» **Stated goal**:
Please write out the material below exactly as given.

» **Entries shown**:
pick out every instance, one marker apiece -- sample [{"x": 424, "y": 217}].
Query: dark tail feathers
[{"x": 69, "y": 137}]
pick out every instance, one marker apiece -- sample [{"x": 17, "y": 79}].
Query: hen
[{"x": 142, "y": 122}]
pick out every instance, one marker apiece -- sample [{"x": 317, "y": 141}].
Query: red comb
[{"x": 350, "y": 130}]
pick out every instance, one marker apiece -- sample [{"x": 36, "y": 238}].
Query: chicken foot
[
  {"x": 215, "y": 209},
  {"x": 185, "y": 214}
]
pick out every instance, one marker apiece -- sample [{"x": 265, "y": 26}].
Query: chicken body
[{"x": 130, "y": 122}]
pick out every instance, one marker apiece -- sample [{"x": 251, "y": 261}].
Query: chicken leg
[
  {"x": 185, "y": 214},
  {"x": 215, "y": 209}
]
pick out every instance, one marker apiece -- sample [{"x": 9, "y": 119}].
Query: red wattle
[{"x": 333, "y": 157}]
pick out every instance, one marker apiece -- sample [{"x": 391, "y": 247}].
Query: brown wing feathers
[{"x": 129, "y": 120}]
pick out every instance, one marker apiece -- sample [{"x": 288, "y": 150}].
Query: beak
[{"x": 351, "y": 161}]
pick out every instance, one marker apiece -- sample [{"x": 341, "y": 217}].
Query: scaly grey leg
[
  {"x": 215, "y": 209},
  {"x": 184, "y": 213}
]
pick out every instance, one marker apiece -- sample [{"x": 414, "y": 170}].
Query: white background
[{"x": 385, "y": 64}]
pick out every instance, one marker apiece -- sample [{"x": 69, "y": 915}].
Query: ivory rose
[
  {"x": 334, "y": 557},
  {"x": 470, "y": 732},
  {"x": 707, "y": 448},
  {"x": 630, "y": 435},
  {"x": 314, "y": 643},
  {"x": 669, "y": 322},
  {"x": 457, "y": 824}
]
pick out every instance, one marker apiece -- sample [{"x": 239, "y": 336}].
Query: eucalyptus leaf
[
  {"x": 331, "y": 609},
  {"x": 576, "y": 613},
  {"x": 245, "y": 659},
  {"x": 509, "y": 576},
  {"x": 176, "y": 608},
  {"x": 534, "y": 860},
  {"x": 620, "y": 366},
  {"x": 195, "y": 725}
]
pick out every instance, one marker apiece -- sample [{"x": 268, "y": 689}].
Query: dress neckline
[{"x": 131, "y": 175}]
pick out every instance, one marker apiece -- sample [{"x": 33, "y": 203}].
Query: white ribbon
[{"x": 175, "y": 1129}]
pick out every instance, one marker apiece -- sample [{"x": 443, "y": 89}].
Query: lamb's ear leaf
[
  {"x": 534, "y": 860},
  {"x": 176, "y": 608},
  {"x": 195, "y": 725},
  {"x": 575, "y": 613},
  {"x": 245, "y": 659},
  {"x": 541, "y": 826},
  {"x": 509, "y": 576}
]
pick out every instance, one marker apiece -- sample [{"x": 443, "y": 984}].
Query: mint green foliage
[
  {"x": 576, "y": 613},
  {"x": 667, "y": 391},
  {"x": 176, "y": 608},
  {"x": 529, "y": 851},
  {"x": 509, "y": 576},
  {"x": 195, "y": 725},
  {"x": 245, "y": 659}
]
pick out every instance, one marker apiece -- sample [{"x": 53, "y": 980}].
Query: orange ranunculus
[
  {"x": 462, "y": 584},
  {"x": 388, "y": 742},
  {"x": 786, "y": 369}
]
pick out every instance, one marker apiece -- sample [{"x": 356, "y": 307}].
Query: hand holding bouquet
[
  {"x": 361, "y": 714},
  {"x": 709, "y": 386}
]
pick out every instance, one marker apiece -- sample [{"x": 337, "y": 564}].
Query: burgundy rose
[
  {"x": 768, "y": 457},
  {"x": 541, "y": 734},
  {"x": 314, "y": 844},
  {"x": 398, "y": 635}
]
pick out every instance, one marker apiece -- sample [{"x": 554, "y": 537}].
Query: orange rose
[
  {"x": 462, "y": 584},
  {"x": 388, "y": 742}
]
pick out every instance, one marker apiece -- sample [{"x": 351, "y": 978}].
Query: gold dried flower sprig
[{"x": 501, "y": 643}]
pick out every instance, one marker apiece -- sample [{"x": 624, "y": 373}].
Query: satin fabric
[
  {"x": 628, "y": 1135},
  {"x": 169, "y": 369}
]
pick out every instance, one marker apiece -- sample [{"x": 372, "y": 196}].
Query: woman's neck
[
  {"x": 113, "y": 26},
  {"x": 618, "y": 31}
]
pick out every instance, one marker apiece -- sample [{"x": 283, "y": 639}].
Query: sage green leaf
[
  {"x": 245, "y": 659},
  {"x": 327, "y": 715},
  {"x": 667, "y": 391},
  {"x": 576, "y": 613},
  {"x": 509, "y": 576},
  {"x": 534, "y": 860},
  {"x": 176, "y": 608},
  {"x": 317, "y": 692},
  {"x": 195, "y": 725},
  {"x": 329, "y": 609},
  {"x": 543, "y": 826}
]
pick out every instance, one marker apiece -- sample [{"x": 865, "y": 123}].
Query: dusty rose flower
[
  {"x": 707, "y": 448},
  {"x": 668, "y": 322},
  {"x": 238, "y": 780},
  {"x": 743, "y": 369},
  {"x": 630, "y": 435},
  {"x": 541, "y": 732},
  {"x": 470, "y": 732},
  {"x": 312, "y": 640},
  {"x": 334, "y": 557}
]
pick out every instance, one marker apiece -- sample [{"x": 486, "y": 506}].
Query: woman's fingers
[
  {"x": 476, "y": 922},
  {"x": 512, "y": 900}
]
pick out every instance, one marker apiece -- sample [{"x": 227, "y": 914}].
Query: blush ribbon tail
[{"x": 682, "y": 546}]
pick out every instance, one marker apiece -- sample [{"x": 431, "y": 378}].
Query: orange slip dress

» **Task answer**:
pick out every instance, one marker apiece -- sample [{"x": 424, "y": 217}].
Query: dark tail feathers
[{"x": 69, "y": 137}]
pick out every instance, one marker apiece -- sample [{"x": 17, "y": 79}].
Query: hen
[{"x": 142, "y": 122}]
pick out every instance, one marker apiece -- sample [{"x": 317, "y": 141}].
Query: red comb
[{"x": 350, "y": 130}]
pick out every instance, one marker apiece -- sample [{"x": 36, "y": 238}].
Query: chicken foot
[
  {"x": 215, "y": 209},
  {"x": 185, "y": 214}
]
pick out every instance, one marker apiece -- sample [{"x": 265, "y": 26}].
Query: chicken body
[{"x": 130, "y": 122}]
pick out every instance, one marker apiece -- sample [{"x": 251, "y": 261}].
Query: chicken leg
[
  {"x": 185, "y": 214},
  {"x": 215, "y": 209}
]
pick out every instance, one marker apiece -- sample [{"x": 9, "y": 119}].
Query: red wattle
[{"x": 333, "y": 157}]
pick out every instance, one marker apiece -- sample [{"x": 391, "y": 247}].
Query: brown wing feathers
[{"x": 129, "y": 120}]
pick out every instance, one marker apiece -- sample [{"x": 288, "y": 150}].
Query: beak
[{"x": 351, "y": 161}]
pick out every instance, one marker apiece -- sample [{"x": 341, "y": 217}].
Query: scaly grey leg
[
  {"x": 215, "y": 209},
  {"x": 184, "y": 213}
]
pick out every instance, one marker apiece -- sample [{"x": 414, "y": 170}].
Query: white background
[{"x": 385, "y": 64}]
pick out every instance, one marker apiece -- sample [{"x": 69, "y": 915}].
Query: ivory rose
[
  {"x": 334, "y": 557},
  {"x": 470, "y": 732},
  {"x": 707, "y": 448},
  {"x": 630, "y": 435},
  {"x": 314, "y": 643},
  {"x": 669, "y": 322},
  {"x": 457, "y": 824}
]
pick out every instance, one marker apiece -- sample [{"x": 239, "y": 336}].
Query: eucalyptus leaf
[
  {"x": 331, "y": 609},
  {"x": 576, "y": 613},
  {"x": 245, "y": 659},
  {"x": 509, "y": 576},
  {"x": 176, "y": 608},
  {"x": 534, "y": 860},
  {"x": 620, "y": 366},
  {"x": 195, "y": 725}
]
pick out every instance, one marker apiece -- sample [{"x": 268, "y": 689}].
Query: dress neckline
[{"x": 131, "y": 175}]
pick out every instance, one marker apiece -- sample [{"x": 33, "y": 203}].
Query: white ribbon
[{"x": 175, "y": 1129}]
pick out every instance, one marker apiece -- sample [{"x": 443, "y": 89}].
Query: lamb's ear leaf
[
  {"x": 534, "y": 860},
  {"x": 176, "y": 608},
  {"x": 195, "y": 725},
  {"x": 575, "y": 613},
  {"x": 245, "y": 659},
  {"x": 541, "y": 826},
  {"x": 509, "y": 576}
]
pick out every instance, one marker apiece -- sample [{"x": 443, "y": 984}].
Query: mint green foliage
[
  {"x": 576, "y": 613},
  {"x": 667, "y": 391},
  {"x": 176, "y": 608},
  {"x": 529, "y": 851},
  {"x": 509, "y": 576},
  {"x": 195, "y": 725},
  {"x": 245, "y": 659}
]
pick out every instance, one marker apiece -- sample [{"x": 53, "y": 980}].
Query: orange ranunculus
[
  {"x": 462, "y": 584},
  {"x": 388, "y": 742},
  {"x": 786, "y": 369}
]
pick out every instance, one marker apiece -- sample [{"x": 356, "y": 307}].
Query: hand holding bouquet
[
  {"x": 361, "y": 714},
  {"x": 709, "y": 386}
]
pick out every instance, one marker apiece -- sample [{"x": 337, "y": 564}].
Query: burgundy rose
[
  {"x": 768, "y": 457},
  {"x": 541, "y": 734},
  {"x": 314, "y": 844},
  {"x": 398, "y": 635}
]
pick out every instance, one marker apiece -- sample [{"x": 554, "y": 537}].
Query: orange rose
[
  {"x": 462, "y": 584},
  {"x": 388, "y": 742}
]
pick out every instance, one marker apiece -- sample [{"x": 351, "y": 978}].
Query: gold dried flower sprig
[{"x": 501, "y": 643}]
pick out every instance, one marker apiece -- sample [{"x": 624, "y": 373}].
Query: satin fabric
[
  {"x": 628, "y": 1135},
  {"x": 169, "y": 369}
]
pick out every instance, one marker apiece -- sample [{"x": 372, "y": 196}].
Query: woman's neck
[
  {"x": 113, "y": 26},
  {"x": 618, "y": 31}
]
pick out every instance, one marker apiece -- sample [{"x": 283, "y": 639}].
Query: sage green leaf
[
  {"x": 245, "y": 659},
  {"x": 327, "y": 715},
  {"x": 667, "y": 391},
  {"x": 576, "y": 613},
  {"x": 509, "y": 576},
  {"x": 534, "y": 860},
  {"x": 176, "y": 608},
  {"x": 317, "y": 692},
  {"x": 195, "y": 725},
  {"x": 329, "y": 609},
  {"x": 543, "y": 826}
]
pick out every instance, one marker apiece -- sample [{"x": 865, "y": 123}].
Query: dusty rose flower
[
  {"x": 707, "y": 448},
  {"x": 668, "y": 322},
  {"x": 238, "y": 780},
  {"x": 743, "y": 369},
  {"x": 630, "y": 435},
  {"x": 541, "y": 732},
  {"x": 470, "y": 732},
  {"x": 312, "y": 640},
  {"x": 334, "y": 557}
]
pick out every instance, one marker apiece -- sample [{"x": 486, "y": 506}].
Query: woman's fingers
[
  {"x": 476, "y": 922},
  {"x": 512, "y": 900}
]
pick out every instance, one marker apiece -- sample [{"x": 227, "y": 914}].
Query: blush ribbon tail
[{"x": 682, "y": 546}]
pick out every instance, one marker apiece -- sample [{"x": 431, "y": 378}].
Query: orange slip dress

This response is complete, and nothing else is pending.